[Opening RECORD SET section]

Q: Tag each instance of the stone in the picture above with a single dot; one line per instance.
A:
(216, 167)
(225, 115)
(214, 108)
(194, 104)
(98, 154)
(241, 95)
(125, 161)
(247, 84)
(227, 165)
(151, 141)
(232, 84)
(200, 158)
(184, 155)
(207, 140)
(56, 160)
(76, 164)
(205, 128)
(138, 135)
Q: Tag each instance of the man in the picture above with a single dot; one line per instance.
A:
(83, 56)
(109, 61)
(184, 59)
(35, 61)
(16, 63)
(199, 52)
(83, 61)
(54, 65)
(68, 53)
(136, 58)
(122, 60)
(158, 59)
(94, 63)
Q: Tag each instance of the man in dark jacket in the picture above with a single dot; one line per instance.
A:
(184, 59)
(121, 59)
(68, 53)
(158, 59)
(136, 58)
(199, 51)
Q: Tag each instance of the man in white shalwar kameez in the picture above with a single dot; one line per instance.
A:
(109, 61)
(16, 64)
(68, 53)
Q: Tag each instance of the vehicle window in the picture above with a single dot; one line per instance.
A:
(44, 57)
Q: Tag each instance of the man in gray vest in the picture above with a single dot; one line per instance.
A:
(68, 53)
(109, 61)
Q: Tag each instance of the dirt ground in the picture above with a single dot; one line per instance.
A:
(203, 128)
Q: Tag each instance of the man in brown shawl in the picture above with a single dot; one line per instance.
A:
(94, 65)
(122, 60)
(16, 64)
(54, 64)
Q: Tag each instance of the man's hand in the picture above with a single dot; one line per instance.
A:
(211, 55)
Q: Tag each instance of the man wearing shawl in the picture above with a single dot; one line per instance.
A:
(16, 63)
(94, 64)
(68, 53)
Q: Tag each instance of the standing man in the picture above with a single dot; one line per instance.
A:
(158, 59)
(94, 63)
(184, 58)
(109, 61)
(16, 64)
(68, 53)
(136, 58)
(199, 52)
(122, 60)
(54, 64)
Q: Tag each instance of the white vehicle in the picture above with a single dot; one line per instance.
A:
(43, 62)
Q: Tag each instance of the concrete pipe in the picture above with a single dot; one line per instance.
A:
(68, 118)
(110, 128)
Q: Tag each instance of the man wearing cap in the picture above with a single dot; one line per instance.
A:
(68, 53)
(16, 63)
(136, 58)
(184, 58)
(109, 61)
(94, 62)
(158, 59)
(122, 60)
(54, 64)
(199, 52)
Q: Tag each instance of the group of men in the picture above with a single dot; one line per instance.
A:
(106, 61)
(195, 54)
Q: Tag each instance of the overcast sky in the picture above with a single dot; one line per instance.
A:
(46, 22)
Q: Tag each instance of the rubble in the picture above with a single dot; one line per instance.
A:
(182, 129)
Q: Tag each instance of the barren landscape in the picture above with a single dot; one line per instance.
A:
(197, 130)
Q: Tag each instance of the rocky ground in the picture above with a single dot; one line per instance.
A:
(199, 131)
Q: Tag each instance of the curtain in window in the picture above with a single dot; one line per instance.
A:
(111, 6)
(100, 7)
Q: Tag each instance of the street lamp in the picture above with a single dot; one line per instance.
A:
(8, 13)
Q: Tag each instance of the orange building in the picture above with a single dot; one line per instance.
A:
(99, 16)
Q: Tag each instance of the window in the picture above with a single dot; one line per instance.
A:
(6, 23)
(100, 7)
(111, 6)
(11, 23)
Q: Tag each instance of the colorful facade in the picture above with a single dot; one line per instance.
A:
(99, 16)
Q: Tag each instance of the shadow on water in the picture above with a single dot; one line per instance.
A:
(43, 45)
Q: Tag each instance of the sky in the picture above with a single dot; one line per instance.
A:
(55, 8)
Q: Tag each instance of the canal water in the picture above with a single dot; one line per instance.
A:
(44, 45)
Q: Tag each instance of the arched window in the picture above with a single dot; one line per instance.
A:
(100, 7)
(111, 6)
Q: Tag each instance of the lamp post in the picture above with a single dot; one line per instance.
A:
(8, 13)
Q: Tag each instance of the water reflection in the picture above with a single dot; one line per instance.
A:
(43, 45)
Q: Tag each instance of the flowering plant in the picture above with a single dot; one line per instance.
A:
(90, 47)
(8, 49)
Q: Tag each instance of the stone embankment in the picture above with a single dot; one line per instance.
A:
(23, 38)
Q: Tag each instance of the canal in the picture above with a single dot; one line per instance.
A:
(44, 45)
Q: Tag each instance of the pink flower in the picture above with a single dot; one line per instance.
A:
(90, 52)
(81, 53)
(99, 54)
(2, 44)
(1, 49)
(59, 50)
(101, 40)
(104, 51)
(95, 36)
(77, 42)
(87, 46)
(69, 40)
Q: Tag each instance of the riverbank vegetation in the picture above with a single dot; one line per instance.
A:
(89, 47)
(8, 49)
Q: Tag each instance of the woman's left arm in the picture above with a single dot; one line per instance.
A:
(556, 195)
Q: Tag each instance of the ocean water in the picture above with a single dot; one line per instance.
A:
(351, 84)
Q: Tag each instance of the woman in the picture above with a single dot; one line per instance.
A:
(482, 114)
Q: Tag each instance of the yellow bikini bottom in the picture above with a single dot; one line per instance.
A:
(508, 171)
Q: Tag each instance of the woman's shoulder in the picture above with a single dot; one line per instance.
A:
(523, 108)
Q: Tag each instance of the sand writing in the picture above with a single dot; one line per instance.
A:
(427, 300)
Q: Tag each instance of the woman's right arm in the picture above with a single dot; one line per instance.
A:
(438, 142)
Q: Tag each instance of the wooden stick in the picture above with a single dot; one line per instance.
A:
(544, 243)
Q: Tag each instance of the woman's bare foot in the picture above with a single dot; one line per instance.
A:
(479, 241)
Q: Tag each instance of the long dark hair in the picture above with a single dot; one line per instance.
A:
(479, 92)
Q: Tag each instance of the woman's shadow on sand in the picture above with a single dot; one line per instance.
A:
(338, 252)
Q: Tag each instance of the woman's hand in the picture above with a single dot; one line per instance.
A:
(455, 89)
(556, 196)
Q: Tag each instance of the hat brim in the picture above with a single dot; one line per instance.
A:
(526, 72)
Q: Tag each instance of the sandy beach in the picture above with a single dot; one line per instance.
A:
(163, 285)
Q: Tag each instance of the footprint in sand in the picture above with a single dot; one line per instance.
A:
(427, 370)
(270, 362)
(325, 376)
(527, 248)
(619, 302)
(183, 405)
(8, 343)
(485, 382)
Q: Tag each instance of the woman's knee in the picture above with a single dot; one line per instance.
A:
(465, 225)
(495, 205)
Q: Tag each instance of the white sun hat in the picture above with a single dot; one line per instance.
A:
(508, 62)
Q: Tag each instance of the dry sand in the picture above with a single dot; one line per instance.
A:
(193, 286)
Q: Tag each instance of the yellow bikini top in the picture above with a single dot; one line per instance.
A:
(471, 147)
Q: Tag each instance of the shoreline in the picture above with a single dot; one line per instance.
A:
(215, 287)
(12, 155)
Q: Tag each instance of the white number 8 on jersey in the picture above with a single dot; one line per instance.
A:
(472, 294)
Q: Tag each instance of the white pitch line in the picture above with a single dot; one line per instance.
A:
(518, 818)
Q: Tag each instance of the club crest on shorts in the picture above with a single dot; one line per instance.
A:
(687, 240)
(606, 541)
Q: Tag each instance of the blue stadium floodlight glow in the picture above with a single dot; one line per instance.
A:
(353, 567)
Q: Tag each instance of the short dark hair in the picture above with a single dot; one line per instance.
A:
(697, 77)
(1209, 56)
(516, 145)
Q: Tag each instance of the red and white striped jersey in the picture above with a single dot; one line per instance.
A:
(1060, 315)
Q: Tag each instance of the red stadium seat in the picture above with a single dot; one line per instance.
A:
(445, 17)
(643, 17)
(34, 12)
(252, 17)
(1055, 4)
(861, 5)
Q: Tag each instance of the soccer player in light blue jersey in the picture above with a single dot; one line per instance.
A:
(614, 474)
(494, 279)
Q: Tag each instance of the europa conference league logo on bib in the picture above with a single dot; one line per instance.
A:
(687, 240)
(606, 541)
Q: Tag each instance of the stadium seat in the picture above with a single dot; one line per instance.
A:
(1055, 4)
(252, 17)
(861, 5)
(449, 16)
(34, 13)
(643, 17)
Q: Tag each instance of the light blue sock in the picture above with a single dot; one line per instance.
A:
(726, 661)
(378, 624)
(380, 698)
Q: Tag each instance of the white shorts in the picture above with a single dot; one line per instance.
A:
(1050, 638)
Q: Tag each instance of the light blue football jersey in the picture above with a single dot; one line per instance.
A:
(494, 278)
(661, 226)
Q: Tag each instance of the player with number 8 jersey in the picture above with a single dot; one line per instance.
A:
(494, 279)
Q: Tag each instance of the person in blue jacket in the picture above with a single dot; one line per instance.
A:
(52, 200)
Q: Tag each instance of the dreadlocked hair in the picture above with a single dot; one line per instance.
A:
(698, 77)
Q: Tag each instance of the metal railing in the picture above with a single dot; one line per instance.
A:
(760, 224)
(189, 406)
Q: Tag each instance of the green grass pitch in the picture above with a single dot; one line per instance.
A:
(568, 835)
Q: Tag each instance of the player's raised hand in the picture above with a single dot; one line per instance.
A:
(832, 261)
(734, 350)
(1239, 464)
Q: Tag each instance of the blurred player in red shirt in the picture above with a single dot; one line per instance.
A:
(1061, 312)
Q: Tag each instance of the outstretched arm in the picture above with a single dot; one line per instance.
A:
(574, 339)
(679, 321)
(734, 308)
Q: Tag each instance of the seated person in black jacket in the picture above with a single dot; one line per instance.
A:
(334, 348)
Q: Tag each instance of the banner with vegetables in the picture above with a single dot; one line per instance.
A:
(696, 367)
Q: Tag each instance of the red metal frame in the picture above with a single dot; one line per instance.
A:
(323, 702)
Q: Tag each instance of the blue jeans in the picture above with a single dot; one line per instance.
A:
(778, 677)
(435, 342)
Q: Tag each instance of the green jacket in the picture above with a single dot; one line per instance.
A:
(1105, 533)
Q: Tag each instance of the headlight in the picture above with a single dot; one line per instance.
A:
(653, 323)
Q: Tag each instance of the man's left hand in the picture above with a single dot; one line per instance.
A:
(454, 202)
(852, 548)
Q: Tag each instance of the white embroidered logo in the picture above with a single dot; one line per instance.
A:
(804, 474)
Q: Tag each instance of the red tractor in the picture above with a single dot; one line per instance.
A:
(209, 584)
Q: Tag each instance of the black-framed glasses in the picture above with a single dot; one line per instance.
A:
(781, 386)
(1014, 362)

[Closing RECORD SET section]

### [REQUIRED ACTION]
The answer should consist of every line above in which "pitch" appears.

### [SOLUTION]
Q: Tag each instance of the white pitch line in the picture above with a single dot; one line per instance.
Q: Tag each instance of the green grass pitch in the picture above with a single dot; one line per instance.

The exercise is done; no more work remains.